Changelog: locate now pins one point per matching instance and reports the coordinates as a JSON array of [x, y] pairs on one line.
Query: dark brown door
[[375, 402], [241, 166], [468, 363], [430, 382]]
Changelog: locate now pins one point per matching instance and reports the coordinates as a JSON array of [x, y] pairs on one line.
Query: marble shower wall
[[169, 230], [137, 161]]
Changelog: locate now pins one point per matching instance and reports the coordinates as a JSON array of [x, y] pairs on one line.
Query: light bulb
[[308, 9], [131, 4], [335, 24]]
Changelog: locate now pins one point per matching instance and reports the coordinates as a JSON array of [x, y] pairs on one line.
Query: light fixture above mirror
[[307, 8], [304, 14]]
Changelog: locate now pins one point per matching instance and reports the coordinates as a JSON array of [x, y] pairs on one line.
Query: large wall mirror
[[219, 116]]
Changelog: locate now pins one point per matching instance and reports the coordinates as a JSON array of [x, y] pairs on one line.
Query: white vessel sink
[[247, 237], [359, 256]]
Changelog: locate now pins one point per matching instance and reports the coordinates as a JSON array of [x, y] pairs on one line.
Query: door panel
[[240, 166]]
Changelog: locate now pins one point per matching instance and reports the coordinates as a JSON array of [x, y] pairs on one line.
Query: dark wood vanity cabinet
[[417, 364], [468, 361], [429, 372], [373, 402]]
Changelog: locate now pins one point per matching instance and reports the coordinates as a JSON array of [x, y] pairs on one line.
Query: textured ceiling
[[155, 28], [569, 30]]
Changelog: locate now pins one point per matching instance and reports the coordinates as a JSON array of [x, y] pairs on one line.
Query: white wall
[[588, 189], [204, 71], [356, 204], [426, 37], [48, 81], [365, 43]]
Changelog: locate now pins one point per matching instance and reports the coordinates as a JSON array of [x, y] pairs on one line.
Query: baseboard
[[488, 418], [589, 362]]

* * *

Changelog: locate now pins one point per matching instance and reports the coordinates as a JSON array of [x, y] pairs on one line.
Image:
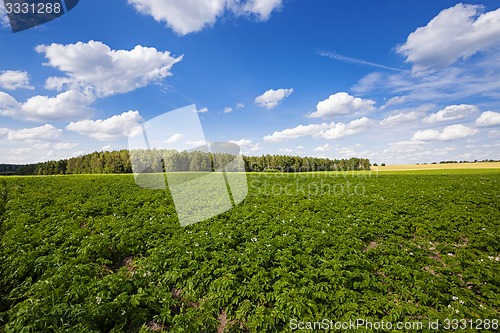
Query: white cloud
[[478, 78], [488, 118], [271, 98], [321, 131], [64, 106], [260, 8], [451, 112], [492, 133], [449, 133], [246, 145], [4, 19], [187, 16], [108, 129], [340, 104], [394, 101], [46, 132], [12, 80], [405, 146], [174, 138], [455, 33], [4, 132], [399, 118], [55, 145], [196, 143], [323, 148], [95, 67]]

▸ Task description: Please list every line in the material above that contains the word "dark", copying each line in full.

▸ Reply to the exercise:
Query: dark brown door
Query: dark wood vanity cabinet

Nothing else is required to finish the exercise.